**What is being asked:**
Reproduce every one of the following entries verbatim, line for line, changing nothing.

(A run of entries)

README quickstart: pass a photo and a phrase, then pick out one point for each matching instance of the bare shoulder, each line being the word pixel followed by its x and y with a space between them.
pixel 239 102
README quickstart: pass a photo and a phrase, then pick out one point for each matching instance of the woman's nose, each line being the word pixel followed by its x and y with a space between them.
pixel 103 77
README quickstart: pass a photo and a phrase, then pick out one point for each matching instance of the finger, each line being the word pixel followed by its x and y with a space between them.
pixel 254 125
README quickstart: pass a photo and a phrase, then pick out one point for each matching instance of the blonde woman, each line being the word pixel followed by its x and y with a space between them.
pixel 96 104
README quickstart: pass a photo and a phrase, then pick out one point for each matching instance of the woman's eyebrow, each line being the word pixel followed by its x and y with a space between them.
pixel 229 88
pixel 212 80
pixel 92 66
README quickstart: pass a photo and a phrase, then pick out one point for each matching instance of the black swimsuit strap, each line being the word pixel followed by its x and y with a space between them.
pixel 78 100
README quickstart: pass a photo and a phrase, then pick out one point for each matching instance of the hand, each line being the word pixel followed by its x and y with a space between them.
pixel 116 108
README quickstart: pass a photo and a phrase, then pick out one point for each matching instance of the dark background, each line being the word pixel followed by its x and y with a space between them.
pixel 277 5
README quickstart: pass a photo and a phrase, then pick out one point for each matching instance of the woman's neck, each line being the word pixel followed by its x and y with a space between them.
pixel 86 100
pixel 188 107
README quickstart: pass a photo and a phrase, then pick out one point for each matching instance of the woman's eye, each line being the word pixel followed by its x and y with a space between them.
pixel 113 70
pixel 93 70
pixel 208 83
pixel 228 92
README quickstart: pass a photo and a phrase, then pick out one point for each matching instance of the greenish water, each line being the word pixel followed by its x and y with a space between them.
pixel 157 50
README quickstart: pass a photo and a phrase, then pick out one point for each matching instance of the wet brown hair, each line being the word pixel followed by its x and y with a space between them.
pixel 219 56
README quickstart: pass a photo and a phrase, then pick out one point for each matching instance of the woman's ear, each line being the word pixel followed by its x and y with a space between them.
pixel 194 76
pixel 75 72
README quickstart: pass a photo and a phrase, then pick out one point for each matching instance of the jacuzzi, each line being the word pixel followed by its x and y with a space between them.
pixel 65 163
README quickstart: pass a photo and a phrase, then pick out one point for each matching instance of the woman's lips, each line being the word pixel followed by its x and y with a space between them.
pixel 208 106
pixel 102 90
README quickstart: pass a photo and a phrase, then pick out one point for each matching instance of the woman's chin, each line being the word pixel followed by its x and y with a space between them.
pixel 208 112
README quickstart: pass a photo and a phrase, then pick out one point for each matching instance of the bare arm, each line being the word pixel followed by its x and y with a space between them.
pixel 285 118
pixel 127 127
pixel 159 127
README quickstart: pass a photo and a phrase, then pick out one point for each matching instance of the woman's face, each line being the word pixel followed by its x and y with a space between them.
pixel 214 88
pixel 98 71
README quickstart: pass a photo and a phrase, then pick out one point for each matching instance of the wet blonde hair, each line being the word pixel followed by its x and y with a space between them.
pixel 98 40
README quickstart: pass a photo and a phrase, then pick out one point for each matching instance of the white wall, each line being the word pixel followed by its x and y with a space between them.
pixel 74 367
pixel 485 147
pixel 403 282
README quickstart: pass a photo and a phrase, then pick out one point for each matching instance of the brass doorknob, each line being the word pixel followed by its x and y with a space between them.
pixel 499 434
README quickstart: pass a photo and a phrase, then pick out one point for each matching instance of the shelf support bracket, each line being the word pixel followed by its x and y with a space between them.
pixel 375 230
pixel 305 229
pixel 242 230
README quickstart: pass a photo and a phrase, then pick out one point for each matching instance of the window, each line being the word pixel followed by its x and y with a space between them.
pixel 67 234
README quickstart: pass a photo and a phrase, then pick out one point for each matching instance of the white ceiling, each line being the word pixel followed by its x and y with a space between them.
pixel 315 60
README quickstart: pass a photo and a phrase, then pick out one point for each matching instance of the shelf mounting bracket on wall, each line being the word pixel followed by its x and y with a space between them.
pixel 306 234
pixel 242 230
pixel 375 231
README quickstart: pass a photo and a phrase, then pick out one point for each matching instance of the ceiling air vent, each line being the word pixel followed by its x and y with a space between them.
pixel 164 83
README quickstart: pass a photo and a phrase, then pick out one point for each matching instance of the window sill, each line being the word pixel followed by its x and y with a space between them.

**Answer to the problem:**
README quickstart: pass a photo and a phrase, then pick out one point for each matching instance of the bare shoulder, each line being the word pixel followed by its x and y with a space between them.
pixel 239 102
README quickstart: pass a photo and a phrase, then pick out one point for each matching instance of the woman's nose, each line being the word pixel followed by its x and y with a space between them.
pixel 103 77
README quickstart: pass a photo and a phrase, then pick out one point for each matching instance of the finger, each line being the word pixel followed by its x and y with a space between them.
pixel 254 125
README quickstart: pass a photo and a phrase, then pick out one point for each matching instance of the blonde woman, each line being the word pixel followed by its x and y with a space between them.
pixel 96 104
README quickstart: pass a photo and a phrase, then pick out one point for each matching instance of the woman's eyebrow, each line being the word pixel followed by its x and y with a space between them.
pixel 229 88
pixel 212 80
pixel 92 66
README quickstart: pass a photo and a phrase, then pick out one point for each matching instance of the black swimsuit strap, each line being the word pixel followed by its x and y with a space between them.
pixel 78 100
README quickstart: pass a photo and a phrase, then pick out one point for each matching instance of the hand, each line being the word pixel followed by its x and y with a space between them.
pixel 116 108
README quickstart: pass a photo and a phrase, then pick out one point for each matching instance of the dark background, each line being the word pixel followed by its x and y with a space between them.
pixel 277 5
README quickstart: pass a photo and a phrase, then pick out one point for each matching instance of the woman's neck, each line being the word pixel followed by its x and y with a space between them.
pixel 86 100
pixel 188 107
README quickstart: pass a photo and a phrase, then pick out one point for each matching instance of the woman's eye, each line being the word pixel followed by its x and y with a space between them.
pixel 113 70
pixel 93 70
pixel 208 83
pixel 228 92
README quickstart: pass a photo and a phrase, then pick out one point for each matching instance of the greenish water, each line being the word pixel followed by its x and y with a space between them.
pixel 157 50
README quickstart: pass a photo and a phrase, then pick out one point for each matching instance of the wet brown hair, each line being the word pixel followed by its x and y with a space between them.
pixel 219 56
README quickstart: pass a photo and a phrase, then pick out one point for each matching instance of the woman's ear, each line being the word pixel followed by its x and y with a space between them.
pixel 194 76
pixel 75 72
README quickstart: pass a photo and a phrase, then pick out one point for each matching instance of the jacuzzi, each line being the word pixel followed by its x and y with a space between them.
pixel 65 163
README quickstart: pass a photo and a phrase, then pick out one point for each matching instance of the woman's lips, each line being the word pixel followed by its x and y with a space between them.
pixel 208 106
pixel 102 90
README quickstart: pass a photo and a phrase, then pick out one point for each matching instance of the woman's chin, each line being the word pixel followed by its x and y with a space between them.
pixel 208 112
README quickstart: pass a photo and a phrase, then pick out one point for each matching instance of the bare arm, each line being the word pixel followed by its x and y with a space between them.
pixel 285 118
pixel 127 127
pixel 159 127
README quickstart: pass a photo and a phrase, then pick out one point for each matching instance of the woman's face, each line being the word pixel followed by its x and y with a space between them.
pixel 214 88
pixel 98 71
README quickstart: pass a photo and a phrase, then pick out one point for each matching instance of the wet blonde hair, each line being the word pixel followed by its x and y with a space between them.
pixel 98 40
README quickstart: pass a photo and a phrase, then pick out one point for each matching instance of the white wall, each line being the word pixel followed by its x and y with a space between them.
pixel 74 367
pixel 485 147
pixel 403 282
README quickstart: pass a photo and a phrase, then pick out one point for each matching instance of the brass doorknob, each line being the word pixel followed by its x and y with a space between them.
pixel 499 434
README quickstart: pass a photo and a phrase, then pick out one point for each matching instance of the shelf support bracket, each line being the word pixel followed by its x and y with a space between them.
pixel 375 230
pixel 305 229
pixel 242 230
README quickstart: pass a photo and a phrase, then pick out one point for each matching instance of the window, each line being the word pixel followed by its x and y with a space between them.
pixel 67 234
README quickstart: pass a photo and a phrase, then pick out one point for each matching instance of the white ceiling, each line being the word pixel followed by its x and y with a space between them.
pixel 315 60
README quickstart: pass a photo and a phrase, then pick out one point for each matching instance of the shelf mounting bracket on wall, each line being the word pixel followed by its x and y with a space between them.
pixel 306 234
pixel 242 230
pixel 375 231
README quickstart: pass a photo and a phrase, then pick out one point for each matching instance of the ceiling air vent, each line being the word pixel followed by its x and y with a space between them.
pixel 164 83
README quickstart: pass a photo and a phrase, then pick out one point for each matching instance of the window sill, each line being the word pixel followed by its x and y with a space between them.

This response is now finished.